What is required -> Pictures aside, write out the data exactly as it reads.

The input ->
§

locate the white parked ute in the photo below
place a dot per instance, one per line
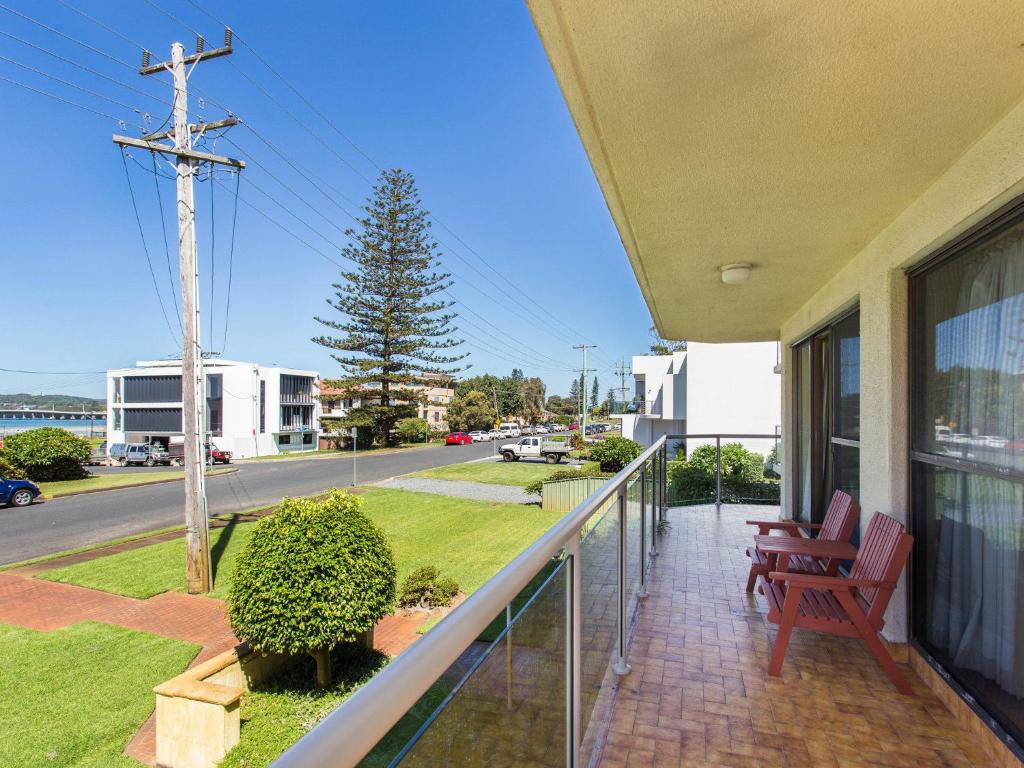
(536, 448)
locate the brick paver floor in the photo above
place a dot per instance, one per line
(699, 693)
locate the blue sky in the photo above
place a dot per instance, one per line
(459, 93)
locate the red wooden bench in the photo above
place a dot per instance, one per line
(850, 607)
(838, 526)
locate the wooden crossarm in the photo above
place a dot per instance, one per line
(828, 583)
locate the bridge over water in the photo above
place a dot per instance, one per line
(17, 414)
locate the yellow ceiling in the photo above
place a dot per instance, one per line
(784, 134)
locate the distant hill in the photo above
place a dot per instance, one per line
(54, 401)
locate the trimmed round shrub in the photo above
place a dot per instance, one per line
(315, 573)
(8, 471)
(47, 454)
(426, 588)
(615, 453)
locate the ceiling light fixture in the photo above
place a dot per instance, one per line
(734, 274)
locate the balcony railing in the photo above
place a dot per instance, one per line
(523, 668)
(523, 672)
(641, 408)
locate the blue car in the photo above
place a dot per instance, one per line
(17, 493)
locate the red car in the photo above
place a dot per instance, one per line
(458, 438)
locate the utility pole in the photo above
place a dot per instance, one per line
(622, 371)
(583, 393)
(187, 162)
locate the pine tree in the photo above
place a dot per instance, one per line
(395, 332)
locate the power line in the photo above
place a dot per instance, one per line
(46, 27)
(291, 87)
(52, 373)
(276, 223)
(167, 243)
(55, 97)
(70, 84)
(344, 161)
(145, 248)
(83, 68)
(326, 218)
(230, 261)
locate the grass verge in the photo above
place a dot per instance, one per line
(109, 482)
(467, 540)
(495, 472)
(75, 696)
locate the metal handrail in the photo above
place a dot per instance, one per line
(348, 733)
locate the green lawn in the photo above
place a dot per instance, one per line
(75, 696)
(495, 472)
(467, 540)
(107, 482)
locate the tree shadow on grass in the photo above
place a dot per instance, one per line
(218, 548)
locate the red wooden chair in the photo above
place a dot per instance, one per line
(838, 526)
(850, 607)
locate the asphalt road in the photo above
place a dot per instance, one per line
(90, 518)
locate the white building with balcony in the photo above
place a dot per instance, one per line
(251, 410)
(709, 388)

§

Result of the task ->
locate the white parked ute in the photo below
place a dot per instance, one per line
(536, 448)
locate the brick paver floor in the photo above
place a dot per instance, one per line
(699, 693)
locate the blue sky in the photo above
place a dot per instance, one per line
(459, 93)
locate the red wooden bench in the photo above
place a dot per instance, one per line
(850, 607)
(838, 526)
locate the wooden crossarm in the photo above
place a dot per instance, one per line
(828, 583)
locate the bridge over water in the photo above
place a dot per instance, one per line
(17, 414)
locate the yellow ceiling in the photo above
place a dot per instance, one per line
(784, 134)
locate the distant hill in the photo above
place a dot per instance, one per line
(54, 401)
locate the trimmed round shrub in the photo above
place a dot per instance, one per line
(315, 573)
(8, 471)
(47, 454)
(426, 588)
(615, 453)
locate the ceiling light fixture in the photo above
place a dot per instance, one per line
(734, 274)
locate the balcony railing in the photo above
place a dot per instance, one per line
(523, 668)
(523, 672)
(641, 408)
locate the blue car in the photo above
place a dot per instance, one per line
(17, 493)
locate the red car in the photo above
place a dot per instance, one per line
(458, 438)
locate the utility pole in the photo above
place a dot per instance, one per line
(622, 371)
(583, 393)
(187, 162)
locate the pine tree in the photo above
place a dot per instance, one per line
(395, 332)
locate the power line in the photo above
place a dot per instance, one per line
(46, 27)
(291, 87)
(52, 373)
(276, 223)
(167, 243)
(55, 97)
(70, 84)
(344, 161)
(145, 248)
(83, 68)
(326, 218)
(230, 261)
locate the grass verge in the photo above
place a dot per instance, one per line
(109, 482)
(467, 540)
(495, 472)
(75, 696)
locate the metal handrail in the photo above
place a dot per instance, one per line
(348, 733)
locate the green lawn in the photo above
place a dot per instance, one per line
(75, 696)
(495, 472)
(467, 540)
(107, 482)
locate the tree shadow on grass in the photo above
place a dot per instance, one per line
(218, 548)
locate the red wooden chair in the photo above
place a dot per instance, one per line
(838, 526)
(850, 607)
locate the asphalt road in the photo above
place a dot per instance, one per line
(90, 518)
locate the white building with balcony in the photo above
place a dot per instance, one per line
(251, 410)
(709, 388)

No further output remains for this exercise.